How Should I Roth IRA for 2012?

I love the Roth IRA, except for one thing – the income caps on eligibility. Sure, there’s the back door, but that makes things far more complicated.

I also like the structure of my income in that I have a good monthly salary, plus bonuses throughout the year, except that my income is largely dependent on my company’s stock price. If the stock price swings really low or even just a little low at the time of my bonuses, then I will be eligible for a full Roth IRA. On the other hand, if the stock price swings high at the time of my bonuses, then I could be eligible for either no Roth IRA or a partial Roth IRA.

This basically puts me in the situation that I can’t contribute to my Roth IRA until I know how much my gross income will be for the last year, which is after my last bonus. I have several options for this:

1) Per my Roth IRA investment schedule for the year, accumulate the full $5,000 amount in a targeted savings account. Once I know my final gross income for the year, invest the amount that I can contribute to my Roth IRA and invest the remainder of this account in a taxable investment account. This means that I wouldn’t be “maxing” my Roth IRA out until December, if at all, and this $5,000 would be out of the market for up to 12 months, sitting in a savings account, earning only about 1% interest (aka about $50 over the course of the year).

DATA PROVIDED
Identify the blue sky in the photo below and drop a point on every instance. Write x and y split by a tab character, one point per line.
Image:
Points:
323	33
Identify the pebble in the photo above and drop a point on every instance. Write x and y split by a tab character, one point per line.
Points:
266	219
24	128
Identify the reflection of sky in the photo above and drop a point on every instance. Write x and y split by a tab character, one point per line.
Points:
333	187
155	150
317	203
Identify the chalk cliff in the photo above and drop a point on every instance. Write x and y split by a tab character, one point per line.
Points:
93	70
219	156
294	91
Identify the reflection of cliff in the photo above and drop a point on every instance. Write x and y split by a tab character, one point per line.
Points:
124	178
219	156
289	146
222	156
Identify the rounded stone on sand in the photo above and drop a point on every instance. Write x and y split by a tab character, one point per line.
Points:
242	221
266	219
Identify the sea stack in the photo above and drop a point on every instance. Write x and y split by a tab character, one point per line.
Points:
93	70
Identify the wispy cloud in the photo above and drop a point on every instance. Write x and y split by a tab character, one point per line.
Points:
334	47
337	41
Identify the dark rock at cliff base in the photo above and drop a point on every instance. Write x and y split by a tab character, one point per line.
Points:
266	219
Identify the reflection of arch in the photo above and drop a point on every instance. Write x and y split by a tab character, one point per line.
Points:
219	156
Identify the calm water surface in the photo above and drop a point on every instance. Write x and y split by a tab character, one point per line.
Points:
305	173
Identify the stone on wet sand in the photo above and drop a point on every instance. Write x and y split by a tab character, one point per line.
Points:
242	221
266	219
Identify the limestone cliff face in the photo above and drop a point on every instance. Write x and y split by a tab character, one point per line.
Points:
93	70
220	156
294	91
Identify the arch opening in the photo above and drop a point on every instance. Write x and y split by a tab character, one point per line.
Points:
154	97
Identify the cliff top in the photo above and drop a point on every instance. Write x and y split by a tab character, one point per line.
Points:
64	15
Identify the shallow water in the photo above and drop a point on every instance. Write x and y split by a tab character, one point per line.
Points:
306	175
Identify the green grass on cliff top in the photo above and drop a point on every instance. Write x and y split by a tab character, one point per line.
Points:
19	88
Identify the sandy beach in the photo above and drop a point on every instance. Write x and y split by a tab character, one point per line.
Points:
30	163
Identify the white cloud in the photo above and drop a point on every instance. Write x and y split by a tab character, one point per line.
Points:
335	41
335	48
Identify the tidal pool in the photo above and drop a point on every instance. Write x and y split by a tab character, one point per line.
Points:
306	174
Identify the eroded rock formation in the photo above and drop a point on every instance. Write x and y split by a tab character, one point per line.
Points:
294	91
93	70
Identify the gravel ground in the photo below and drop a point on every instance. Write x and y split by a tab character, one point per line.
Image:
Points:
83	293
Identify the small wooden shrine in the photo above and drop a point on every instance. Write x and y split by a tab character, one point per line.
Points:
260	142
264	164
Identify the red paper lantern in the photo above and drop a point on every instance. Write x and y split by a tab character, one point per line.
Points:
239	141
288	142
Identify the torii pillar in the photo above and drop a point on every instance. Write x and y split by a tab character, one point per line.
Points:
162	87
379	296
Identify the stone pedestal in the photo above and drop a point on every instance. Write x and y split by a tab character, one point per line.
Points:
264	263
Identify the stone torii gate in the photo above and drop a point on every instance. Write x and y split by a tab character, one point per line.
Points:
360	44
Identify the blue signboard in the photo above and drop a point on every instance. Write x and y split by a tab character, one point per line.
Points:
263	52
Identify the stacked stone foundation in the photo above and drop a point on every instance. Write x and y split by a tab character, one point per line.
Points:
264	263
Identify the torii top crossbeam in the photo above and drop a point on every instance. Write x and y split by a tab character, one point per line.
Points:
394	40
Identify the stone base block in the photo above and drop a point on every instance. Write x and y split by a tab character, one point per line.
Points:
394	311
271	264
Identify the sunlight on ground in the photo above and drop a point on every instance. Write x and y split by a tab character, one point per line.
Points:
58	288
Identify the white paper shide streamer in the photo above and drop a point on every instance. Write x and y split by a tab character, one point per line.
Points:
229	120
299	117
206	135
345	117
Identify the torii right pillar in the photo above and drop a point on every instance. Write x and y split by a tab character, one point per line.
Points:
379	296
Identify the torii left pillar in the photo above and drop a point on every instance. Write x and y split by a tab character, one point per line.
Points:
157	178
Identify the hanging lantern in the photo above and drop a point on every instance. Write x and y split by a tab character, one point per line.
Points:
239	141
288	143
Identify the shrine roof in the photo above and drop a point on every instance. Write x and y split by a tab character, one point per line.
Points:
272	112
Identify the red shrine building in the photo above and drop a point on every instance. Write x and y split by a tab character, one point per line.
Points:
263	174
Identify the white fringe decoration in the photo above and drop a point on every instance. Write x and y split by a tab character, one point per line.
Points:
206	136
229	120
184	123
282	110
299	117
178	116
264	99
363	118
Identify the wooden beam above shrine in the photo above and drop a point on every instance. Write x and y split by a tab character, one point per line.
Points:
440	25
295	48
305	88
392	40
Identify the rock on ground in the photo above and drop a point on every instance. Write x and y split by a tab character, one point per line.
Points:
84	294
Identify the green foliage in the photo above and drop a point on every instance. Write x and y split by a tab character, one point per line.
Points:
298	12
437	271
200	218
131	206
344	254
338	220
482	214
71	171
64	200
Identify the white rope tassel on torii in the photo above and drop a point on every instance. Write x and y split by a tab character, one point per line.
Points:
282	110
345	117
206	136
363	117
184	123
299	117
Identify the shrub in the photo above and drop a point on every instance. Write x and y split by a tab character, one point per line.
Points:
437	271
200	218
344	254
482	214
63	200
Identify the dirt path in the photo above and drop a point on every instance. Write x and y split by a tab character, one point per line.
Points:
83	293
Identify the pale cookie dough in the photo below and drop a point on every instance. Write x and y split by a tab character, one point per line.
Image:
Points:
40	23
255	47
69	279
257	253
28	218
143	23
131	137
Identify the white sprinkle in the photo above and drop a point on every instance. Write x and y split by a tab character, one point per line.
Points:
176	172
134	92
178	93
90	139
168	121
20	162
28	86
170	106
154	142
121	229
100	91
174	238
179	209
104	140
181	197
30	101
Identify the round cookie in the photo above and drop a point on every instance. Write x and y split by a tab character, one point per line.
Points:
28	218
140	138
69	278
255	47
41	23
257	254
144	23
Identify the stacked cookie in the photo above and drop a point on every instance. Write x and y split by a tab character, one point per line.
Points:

PROBLEM SET
1. Name each level of Roth IRA eligibility that the Roth IRA post says could result, depending on the stock price when bonuses are paid.
2. Please restate the stretch of the Roth IRA post from "How Should I" through "far more complicated.", switching "income caps" to "income limits".

SOLUTIONS TO THE PROBLEMS
1.
a full Roth IRA
no Roth IRA
a partial Roth IRA

2.
How Should I Roth IRA for 2012?

I love the Roth IRA, except for one thing – the income limits on eligibility. Sure, there’s the back door, but that makes things far more complicated.